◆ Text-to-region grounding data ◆
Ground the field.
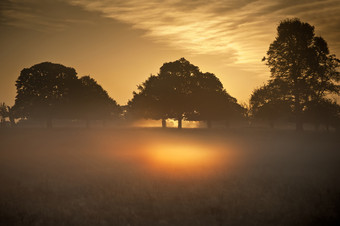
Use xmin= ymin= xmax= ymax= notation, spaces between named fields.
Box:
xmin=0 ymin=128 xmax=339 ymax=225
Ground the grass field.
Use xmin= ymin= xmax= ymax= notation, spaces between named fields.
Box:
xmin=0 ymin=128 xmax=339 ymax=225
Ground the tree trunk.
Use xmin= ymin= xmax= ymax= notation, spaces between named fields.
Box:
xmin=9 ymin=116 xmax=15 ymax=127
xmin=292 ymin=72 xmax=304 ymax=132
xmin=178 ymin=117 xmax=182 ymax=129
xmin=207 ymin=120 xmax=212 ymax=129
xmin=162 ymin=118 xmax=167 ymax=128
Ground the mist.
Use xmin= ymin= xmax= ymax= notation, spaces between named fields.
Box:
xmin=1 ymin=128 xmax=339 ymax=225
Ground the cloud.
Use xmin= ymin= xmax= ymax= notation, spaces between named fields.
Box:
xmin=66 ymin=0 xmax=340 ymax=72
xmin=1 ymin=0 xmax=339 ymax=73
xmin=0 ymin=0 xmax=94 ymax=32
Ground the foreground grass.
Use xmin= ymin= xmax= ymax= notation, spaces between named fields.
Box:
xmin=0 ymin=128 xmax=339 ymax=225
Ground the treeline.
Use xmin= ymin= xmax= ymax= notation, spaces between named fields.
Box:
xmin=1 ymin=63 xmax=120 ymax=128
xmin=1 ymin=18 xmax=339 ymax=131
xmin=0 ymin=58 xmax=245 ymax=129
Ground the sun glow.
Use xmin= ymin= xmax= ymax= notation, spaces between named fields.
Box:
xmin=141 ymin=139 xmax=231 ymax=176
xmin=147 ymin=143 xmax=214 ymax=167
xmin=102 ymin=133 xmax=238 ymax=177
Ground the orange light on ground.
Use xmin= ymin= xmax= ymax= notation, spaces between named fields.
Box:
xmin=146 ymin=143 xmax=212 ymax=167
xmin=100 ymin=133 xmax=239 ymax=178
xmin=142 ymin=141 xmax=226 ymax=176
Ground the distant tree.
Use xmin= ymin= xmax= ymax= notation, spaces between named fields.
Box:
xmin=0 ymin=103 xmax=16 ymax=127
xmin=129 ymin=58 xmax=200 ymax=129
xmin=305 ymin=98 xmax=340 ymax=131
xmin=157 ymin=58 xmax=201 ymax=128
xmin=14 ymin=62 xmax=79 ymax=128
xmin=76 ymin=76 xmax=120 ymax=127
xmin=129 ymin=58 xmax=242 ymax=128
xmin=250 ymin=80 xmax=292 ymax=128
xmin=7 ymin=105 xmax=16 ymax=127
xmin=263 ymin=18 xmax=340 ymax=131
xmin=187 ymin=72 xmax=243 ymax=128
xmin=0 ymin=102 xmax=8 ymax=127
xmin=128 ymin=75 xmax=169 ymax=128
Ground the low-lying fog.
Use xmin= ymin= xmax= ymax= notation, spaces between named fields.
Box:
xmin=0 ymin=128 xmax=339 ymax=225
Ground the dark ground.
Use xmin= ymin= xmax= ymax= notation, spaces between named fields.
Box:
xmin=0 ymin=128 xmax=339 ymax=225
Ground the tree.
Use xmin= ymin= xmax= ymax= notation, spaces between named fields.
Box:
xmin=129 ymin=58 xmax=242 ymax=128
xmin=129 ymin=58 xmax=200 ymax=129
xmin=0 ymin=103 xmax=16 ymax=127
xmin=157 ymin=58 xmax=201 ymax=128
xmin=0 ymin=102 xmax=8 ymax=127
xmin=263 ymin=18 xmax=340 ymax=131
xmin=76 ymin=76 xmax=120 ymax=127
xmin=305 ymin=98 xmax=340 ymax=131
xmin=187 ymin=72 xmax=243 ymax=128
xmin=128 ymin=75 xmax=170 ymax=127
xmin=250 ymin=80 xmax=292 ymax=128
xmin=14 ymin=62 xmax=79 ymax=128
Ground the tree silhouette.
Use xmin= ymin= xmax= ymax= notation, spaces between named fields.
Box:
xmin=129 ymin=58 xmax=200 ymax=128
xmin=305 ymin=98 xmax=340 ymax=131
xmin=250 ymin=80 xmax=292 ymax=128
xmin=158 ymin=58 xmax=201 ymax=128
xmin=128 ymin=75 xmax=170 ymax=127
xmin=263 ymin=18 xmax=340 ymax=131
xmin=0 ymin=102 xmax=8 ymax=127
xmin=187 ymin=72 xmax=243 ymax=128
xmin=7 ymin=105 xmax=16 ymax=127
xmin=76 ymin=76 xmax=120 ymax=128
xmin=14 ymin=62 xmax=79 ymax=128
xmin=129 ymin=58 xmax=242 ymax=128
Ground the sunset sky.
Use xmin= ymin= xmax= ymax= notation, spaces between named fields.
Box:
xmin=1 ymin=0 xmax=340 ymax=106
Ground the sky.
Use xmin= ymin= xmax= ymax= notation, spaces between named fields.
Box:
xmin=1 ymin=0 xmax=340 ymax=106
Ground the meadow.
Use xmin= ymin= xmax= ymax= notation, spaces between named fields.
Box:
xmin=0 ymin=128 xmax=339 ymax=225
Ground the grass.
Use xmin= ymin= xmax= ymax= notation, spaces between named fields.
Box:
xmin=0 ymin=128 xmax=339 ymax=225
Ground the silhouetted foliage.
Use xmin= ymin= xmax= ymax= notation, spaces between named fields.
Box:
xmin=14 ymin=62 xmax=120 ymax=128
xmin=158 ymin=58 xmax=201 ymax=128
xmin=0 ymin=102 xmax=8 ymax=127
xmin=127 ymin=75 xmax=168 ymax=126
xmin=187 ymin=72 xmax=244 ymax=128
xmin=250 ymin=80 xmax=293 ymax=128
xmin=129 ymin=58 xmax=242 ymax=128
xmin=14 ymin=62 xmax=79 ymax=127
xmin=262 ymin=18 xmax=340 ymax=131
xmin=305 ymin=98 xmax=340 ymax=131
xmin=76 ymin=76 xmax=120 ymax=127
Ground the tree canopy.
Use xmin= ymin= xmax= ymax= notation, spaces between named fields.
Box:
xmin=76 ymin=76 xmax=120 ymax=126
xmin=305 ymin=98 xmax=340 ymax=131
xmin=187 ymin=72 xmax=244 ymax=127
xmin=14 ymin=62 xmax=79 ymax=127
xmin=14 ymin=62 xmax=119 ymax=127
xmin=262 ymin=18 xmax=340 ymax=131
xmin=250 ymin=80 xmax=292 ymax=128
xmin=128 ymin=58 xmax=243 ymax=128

* * *

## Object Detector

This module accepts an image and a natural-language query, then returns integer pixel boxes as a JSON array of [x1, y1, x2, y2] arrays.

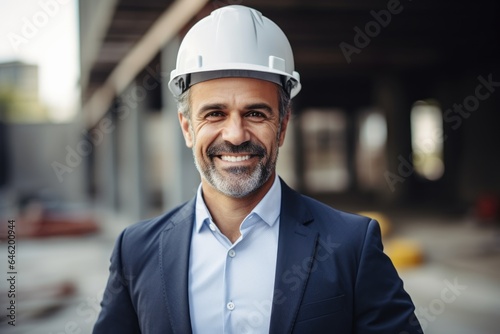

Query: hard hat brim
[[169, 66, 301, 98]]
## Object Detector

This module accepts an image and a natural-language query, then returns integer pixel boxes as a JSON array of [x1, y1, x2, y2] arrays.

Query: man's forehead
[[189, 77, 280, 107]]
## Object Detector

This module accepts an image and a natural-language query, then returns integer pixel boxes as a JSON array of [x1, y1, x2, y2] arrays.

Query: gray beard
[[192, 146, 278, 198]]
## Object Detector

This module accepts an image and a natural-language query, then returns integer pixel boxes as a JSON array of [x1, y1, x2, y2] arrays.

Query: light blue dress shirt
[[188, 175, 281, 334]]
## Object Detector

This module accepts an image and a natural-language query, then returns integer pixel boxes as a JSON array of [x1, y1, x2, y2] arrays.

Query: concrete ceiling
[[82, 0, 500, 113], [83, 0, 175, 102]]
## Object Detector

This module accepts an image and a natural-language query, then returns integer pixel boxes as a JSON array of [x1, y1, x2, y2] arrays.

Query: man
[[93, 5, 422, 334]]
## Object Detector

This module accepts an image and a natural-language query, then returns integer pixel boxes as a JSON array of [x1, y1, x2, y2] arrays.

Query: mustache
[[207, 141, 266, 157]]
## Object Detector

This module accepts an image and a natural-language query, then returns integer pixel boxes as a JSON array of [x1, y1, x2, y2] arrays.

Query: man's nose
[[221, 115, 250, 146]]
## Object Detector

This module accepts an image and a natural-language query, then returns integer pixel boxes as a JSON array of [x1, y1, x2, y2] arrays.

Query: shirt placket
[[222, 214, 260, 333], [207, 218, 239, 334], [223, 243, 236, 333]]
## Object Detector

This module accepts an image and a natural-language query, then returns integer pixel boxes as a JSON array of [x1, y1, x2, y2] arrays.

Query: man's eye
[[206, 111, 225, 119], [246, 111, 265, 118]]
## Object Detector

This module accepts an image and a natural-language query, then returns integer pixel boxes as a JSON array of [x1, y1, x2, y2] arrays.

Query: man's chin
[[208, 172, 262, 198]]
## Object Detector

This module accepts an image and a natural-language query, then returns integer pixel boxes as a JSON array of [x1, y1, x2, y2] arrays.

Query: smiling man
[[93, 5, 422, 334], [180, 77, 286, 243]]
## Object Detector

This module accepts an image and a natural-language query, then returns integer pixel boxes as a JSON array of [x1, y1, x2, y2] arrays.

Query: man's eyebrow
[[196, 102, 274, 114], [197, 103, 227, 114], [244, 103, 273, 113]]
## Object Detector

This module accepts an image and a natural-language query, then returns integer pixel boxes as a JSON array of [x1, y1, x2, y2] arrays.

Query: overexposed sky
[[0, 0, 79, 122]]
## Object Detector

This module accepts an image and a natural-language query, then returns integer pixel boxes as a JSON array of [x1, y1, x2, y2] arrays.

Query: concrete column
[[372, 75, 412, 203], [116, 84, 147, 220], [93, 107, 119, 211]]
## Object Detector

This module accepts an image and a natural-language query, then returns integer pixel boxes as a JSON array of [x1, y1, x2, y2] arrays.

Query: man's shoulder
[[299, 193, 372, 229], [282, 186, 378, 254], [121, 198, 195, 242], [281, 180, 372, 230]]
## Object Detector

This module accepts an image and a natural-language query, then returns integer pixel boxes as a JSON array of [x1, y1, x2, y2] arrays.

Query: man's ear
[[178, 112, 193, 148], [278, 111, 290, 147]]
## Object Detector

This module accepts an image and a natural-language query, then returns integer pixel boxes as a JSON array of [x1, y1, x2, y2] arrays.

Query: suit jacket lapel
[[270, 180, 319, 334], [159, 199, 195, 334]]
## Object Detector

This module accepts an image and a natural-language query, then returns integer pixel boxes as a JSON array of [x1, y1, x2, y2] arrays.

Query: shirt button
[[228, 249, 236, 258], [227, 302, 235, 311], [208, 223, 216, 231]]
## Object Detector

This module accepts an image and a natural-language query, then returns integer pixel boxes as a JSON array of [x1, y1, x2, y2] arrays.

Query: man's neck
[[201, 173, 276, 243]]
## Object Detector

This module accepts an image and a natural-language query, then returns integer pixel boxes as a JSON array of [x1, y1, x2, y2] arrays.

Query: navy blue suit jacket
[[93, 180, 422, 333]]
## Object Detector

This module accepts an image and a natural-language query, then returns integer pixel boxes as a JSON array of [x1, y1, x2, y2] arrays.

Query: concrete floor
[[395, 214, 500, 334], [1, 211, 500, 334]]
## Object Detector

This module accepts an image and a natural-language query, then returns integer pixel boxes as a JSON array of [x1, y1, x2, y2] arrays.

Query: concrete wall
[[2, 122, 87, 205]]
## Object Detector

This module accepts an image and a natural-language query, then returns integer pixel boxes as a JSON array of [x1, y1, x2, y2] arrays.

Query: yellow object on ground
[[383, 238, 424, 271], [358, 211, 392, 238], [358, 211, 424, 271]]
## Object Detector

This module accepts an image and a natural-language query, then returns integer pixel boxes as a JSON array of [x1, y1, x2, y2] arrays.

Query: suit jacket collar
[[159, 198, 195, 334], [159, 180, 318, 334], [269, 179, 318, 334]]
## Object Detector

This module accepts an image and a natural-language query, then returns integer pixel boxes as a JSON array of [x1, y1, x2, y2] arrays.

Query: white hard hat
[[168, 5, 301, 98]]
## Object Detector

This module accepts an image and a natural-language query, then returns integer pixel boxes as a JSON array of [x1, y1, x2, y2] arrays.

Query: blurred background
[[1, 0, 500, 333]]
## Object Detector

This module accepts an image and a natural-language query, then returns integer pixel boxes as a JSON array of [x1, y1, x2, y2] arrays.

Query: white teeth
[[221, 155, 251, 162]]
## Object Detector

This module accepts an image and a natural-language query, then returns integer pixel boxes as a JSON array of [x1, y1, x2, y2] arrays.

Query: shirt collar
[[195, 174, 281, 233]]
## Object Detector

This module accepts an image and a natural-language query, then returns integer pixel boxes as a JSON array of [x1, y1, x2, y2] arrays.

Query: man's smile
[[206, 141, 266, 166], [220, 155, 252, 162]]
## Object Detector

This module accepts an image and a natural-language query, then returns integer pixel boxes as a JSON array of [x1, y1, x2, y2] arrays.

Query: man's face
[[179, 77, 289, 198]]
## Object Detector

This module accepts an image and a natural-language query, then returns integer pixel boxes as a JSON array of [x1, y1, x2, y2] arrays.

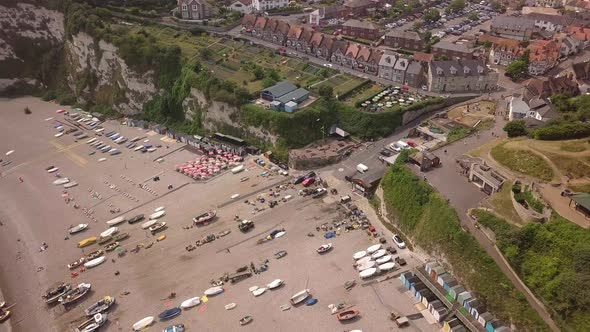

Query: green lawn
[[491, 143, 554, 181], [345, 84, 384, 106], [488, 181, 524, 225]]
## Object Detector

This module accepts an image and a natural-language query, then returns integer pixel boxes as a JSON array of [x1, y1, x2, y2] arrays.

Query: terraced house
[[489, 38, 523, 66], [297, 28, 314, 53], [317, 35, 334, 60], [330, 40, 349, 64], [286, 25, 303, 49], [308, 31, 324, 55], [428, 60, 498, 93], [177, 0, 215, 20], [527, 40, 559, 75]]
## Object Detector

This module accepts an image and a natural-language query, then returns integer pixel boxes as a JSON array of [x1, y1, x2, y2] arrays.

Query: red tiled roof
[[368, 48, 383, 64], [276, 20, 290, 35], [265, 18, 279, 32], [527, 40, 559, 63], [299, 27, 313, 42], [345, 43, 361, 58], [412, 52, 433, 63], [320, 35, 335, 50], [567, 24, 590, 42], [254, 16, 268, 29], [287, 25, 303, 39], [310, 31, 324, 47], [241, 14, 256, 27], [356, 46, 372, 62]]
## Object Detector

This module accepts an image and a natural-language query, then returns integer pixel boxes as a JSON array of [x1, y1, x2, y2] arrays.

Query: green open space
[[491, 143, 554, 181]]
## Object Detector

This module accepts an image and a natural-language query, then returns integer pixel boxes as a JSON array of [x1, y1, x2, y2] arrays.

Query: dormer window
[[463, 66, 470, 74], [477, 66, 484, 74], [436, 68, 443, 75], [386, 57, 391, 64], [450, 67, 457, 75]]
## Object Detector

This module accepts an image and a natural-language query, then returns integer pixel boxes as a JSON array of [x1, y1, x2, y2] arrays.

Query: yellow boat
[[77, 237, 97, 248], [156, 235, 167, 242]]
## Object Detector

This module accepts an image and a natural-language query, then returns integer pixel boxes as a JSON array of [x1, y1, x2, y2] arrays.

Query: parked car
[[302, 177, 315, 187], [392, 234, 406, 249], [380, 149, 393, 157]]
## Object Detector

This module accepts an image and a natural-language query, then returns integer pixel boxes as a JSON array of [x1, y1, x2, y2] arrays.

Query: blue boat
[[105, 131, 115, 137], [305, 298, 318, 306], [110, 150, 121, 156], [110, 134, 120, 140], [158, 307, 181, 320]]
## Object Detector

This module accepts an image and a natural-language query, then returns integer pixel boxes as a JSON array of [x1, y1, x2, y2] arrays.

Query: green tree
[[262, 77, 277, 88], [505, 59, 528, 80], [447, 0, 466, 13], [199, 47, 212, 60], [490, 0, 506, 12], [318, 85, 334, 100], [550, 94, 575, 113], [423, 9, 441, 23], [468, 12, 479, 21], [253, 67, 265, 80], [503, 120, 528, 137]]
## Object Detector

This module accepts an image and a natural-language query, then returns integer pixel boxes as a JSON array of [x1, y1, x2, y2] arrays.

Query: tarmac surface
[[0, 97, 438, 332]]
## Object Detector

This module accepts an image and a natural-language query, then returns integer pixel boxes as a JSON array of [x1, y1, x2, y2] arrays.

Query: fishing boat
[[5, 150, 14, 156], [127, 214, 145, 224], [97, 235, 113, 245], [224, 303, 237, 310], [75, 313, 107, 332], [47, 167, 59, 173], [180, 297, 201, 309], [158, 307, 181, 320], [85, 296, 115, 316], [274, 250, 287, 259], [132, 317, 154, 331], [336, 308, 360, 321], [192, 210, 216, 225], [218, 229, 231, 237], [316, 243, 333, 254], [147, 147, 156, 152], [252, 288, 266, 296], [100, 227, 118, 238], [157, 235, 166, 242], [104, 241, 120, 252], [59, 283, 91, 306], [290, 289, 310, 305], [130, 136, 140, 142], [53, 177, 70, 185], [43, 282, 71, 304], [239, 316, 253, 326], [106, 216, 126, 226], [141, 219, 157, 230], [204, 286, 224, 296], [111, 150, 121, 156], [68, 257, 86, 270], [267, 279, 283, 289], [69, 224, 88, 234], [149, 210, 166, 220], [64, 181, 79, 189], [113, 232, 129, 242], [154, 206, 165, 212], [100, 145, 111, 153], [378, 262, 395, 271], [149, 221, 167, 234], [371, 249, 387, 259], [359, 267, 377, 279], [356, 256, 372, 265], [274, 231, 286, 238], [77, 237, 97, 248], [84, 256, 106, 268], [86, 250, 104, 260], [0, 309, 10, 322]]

---

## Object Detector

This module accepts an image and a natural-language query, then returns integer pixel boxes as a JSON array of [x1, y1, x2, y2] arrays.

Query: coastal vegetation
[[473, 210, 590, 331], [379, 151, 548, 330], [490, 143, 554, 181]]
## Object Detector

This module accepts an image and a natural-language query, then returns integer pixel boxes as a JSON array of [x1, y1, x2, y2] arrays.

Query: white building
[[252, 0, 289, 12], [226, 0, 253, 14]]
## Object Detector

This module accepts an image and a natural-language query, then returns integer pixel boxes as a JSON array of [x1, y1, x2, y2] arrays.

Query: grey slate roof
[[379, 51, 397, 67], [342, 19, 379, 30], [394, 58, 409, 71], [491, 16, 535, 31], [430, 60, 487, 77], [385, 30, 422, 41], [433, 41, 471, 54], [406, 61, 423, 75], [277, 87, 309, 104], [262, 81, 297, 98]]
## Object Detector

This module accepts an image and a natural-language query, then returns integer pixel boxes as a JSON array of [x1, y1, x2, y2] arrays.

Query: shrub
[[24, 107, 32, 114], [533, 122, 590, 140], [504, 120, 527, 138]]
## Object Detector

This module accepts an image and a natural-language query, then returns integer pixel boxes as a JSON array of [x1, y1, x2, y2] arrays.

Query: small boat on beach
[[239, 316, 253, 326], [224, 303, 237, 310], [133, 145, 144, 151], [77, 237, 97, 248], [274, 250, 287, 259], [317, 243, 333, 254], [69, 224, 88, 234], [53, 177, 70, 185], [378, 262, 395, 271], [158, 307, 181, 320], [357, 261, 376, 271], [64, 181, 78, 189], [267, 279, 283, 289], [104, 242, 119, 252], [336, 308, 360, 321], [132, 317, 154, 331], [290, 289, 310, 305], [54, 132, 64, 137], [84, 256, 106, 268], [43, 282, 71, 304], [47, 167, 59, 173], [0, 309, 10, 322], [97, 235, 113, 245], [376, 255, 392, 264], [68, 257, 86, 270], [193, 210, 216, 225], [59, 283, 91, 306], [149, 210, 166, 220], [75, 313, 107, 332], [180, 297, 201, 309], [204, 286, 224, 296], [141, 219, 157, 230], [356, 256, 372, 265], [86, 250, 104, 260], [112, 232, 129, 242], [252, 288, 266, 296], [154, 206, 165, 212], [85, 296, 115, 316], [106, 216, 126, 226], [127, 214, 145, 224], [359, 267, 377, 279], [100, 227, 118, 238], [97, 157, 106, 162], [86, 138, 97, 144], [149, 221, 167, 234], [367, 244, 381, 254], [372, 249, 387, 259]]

◆ Requirement ◆
Search the records for the string "grass" and report each line that has it.

◆ Solution for this problem ◆
Ground the grass field.
Ground the foreground grass.
Ground the grass.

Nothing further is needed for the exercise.